Yazılı Görevler:
1. Umut konulu metne göre aşağıdaki soruları yanıtlayın:
(a) Umut etmek neye benzetiliyor?
(b) Yağmur yağdığında neye varabilmekten söz ediliyor?
(c) Dünyaya geliş amacımızın ne olabileceği söyleniyor?
2. Aşağıdaki ifadelerin umut konulu metinle uyuşup uyuşmadığını evet ya da hayır ile belirtin. Her yanıtın yanına metinden belirleyici sözcükleri birebir alıntılayın.
(a) İnsan yalnızca uygun koşullarda yaşamayı öğrenir.
(b) Zihni kara bulutlar işgal ettiğinde güneşi görebilmek gerekir.
(c) Umut edildiğinde dudaklarda bilinçli olarak bir gülümseme oluşturulur.
3. Umut konulu metinde "Her koşulda yaşamayı" ile başlayan ve "Güçlü olmayı öğrenmek." ifadesine kadar devam eden bölümü hiçbir değişiklik yapmadan kopyalayın.

Yemyeşil Umutlar

Bazen düşünmek bile yetebilir insana, umutları yeşertmek için. Zihnimizi kara bulutlar işgal ettiğinde, görebilmek gerekir güneşi. Ya da yağmur yağdığında toprak kokusunun doyumsuz hazzına varabilmek…
Aslında bir çocuğun gülüşü gibidir umut etmek. Masum ve tertemiz hislerle yoğunlaşıverir insan bir anda. Parıldayan gözlerle sabitleşir bakışlar ve dudaklarda istemsizce beliriverir hafif bir tebessüm. 
Her koşulda yaşamayı öğreniyor insan yaradılış gereği. Tabiatımızda var; yaşanılan her olumsuzluğa rağmen pes etmeden, yılmadan tekrar dirilmek… Dünyaya geliş amacımız bu belki de. Güçlü olmayı öğrenmek.

Veri Seti Kesiti:
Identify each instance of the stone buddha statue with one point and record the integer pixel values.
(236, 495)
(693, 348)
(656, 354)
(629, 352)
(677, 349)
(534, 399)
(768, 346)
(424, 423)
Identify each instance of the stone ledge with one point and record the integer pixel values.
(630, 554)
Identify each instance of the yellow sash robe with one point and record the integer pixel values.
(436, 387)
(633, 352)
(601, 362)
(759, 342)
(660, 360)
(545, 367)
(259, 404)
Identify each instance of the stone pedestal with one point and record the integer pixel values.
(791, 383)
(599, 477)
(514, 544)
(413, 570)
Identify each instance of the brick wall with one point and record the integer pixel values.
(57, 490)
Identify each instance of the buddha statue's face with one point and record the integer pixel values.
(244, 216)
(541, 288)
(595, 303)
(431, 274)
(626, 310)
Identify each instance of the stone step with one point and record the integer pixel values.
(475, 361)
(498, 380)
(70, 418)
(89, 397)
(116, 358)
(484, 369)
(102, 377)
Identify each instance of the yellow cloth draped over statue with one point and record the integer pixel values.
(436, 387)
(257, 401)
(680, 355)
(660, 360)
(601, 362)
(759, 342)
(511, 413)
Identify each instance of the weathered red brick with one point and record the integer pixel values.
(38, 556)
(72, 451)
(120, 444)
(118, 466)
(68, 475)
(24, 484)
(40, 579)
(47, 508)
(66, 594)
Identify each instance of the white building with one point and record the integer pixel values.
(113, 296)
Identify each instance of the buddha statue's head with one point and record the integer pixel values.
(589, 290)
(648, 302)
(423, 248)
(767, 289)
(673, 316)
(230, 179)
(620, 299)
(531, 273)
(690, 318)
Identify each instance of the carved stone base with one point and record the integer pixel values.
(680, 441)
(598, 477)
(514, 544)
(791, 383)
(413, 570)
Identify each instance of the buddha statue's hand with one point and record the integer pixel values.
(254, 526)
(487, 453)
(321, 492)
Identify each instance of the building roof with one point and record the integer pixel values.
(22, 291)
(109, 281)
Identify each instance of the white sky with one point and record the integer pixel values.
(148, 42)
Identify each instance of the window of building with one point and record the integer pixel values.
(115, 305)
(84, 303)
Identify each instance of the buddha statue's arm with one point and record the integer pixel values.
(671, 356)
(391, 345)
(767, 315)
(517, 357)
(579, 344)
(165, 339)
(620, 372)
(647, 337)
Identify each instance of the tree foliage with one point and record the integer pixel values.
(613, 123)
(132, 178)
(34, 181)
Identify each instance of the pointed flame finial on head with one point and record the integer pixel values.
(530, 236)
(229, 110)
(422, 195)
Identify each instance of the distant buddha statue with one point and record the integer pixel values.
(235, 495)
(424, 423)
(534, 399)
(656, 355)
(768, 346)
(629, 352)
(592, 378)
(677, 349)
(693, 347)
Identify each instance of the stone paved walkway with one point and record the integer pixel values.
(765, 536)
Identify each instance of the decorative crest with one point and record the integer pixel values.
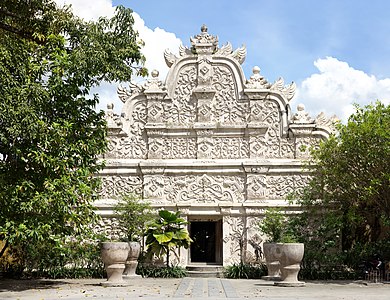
(288, 91)
(257, 81)
(302, 116)
(329, 123)
(204, 43)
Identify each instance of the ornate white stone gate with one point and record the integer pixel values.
(210, 143)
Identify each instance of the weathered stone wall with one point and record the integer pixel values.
(210, 143)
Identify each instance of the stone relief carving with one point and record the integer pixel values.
(226, 108)
(126, 147)
(302, 116)
(169, 148)
(287, 91)
(115, 186)
(204, 189)
(154, 186)
(223, 148)
(183, 106)
(279, 187)
(257, 81)
(328, 123)
(304, 145)
(257, 187)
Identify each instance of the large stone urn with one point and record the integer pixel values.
(114, 256)
(132, 260)
(271, 261)
(290, 256)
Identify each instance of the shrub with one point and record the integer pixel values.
(247, 271)
(66, 258)
(161, 271)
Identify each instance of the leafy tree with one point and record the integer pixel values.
(133, 215)
(51, 136)
(348, 197)
(165, 234)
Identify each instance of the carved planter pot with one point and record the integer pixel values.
(290, 256)
(114, 256)
(272, 262)
(132, 260)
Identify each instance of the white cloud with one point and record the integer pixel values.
(90, 10)
(337, 86)
(156, 41)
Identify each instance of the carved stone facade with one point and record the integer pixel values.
(208, 142)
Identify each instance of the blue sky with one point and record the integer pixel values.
(283, 37)
(337, 51)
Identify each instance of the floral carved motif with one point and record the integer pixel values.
(154, 186)
(223, 148)
(226, 107)
(182, 110)
(167, 148)
(126, 147)
(204, 189)
(304, 145)
(257, 186)
(115, 186)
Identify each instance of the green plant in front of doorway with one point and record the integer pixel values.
(166, 234)
(245, 270)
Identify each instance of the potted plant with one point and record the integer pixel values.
(132, 215)
(282, 253)
(114, 255)
(166, 233)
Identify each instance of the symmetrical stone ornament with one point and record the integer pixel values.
(209, 142)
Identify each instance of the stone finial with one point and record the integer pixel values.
(113, 120)
(153, 83)
(204, 43)
(302, 116)
(257, 81)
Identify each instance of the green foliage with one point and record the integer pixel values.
(345, 216)
(246, 271)
(166, 233)
(63, 258)
(133, 215)
(347, 201)
(51, 136)
(276, 225)
(161, 272)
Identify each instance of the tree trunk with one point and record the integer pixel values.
(4, 248)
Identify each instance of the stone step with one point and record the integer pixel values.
(205, 270)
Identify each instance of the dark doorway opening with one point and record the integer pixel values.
(205, 235)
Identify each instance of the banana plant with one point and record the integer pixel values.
(165, 234)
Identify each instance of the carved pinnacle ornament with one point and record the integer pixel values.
(204, 43)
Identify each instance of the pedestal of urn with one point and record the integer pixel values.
(290, 257)
(114, 255)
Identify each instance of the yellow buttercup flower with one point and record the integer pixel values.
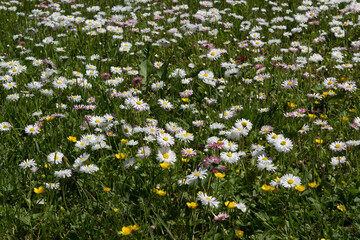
(341, 208)
(185, 159)
(165, 165)
(192, 204)
(39, 190)
(292, 105)
(229, 204)
(159, 192)
(313, 185)
(72, 139)
(120, 156)
(300, 188)
(219, 175)
(126, 230)
(266, 187)
(239, 233)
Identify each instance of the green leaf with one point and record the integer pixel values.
(145, 69)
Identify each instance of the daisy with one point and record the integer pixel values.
(290, 181)
(243, 123)
(184, 136)
(188, 152)
(5, 126)
(89, 168)
(304, 129)
(52, 185)
(63, 173)
(55, 157)
(165, 104)
(32, 129)
(335, 161)
(268, 166)
(229, 157)
(221, 216)
(166, 155)
(143, 152)
(197, 174)
(206, 75)
(283, 145)
(214, 54)
(165, 140)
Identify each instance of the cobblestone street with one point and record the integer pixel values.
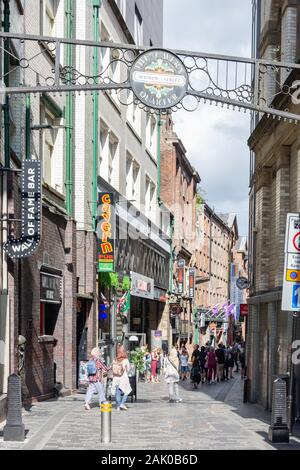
(212, 417)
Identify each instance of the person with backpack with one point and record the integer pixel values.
(147, 363)
(220, 353)
(95, 369)
(154, 364)
(172, 376)
(229, 363)
(120, 384)
(196, 371)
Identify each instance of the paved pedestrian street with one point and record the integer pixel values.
(212, 417)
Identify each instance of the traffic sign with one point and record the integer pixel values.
(244, 310)
(293, 233)
(242, 283)
(291, 275)
(296, 296)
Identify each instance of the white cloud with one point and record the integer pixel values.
(215, 138)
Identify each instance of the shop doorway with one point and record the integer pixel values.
(82, 335)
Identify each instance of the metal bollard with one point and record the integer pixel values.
(278, 431)
(14, 429)
(106, 409)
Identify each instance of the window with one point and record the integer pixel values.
(48, 148)
(132, 178)
(138, 27)
(51, 142)
(150, 198)
(112, 160)
(48, 318)
(49, 14)
(133, 113)
(122, 7)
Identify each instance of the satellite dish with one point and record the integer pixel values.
(242, 283)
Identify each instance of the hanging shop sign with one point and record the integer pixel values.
(244, 310)
(142, 286)
(31, 192)
(180, 276)
(291, 272)
(242, 283)
(106, 232)
(159, 79)
(192, 283)
(50, 288)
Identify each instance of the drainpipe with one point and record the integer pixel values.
(69, 114)
(96, 14)
(5, 331)
(6, 26)
(159, 124)
(28, 130)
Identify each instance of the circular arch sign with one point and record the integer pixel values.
(159, 79)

Görev Çıktıları:
1.
(a) Bir çocuğun gülüşüne.
(b) Toprak kokusunun doyumsuz hazzına.
(c) Güçlü olmayı öğrenmek.

2.
(a) Hayır: "Her koşulda yaşamayı öğreniyor insan yaradılış gereği."
(b) Evet: "Zihnimizi kara bulutlar işgal ettiğinde, görebilmek gerekir güneşi."
(c) Hayır: "dudaklarda istemsizce beliriverir hafif bir tebessüm"

3.
Her koşulda yaşamayı öğreniyor insan yaradılış gereği. Tabiatımızda var; yaşanılan her olumsuzluğa rağmen pes etmeden, yılmadan tekrar dirilmek… Dünyaya geliş amacımız bu belki de. Güçlü olmayı öğrenmek.